**Input data:**
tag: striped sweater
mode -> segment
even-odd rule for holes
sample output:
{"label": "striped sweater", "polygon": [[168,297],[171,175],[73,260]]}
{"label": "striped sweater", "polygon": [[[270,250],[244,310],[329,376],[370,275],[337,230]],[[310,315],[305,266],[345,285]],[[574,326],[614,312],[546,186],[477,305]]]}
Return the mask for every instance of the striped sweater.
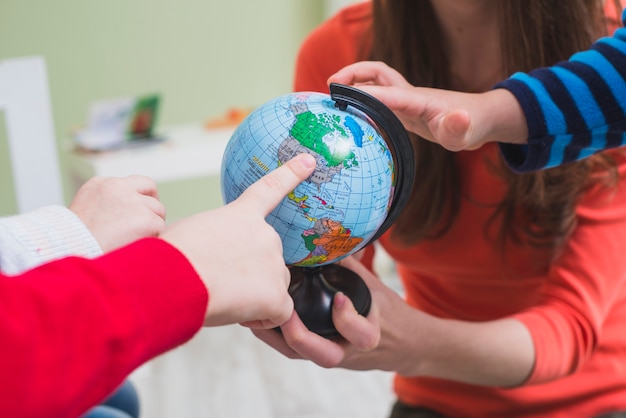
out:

**What is expected:** Tally the lines of the records holding the word "label", then state only the tally.

**Written answer:** 2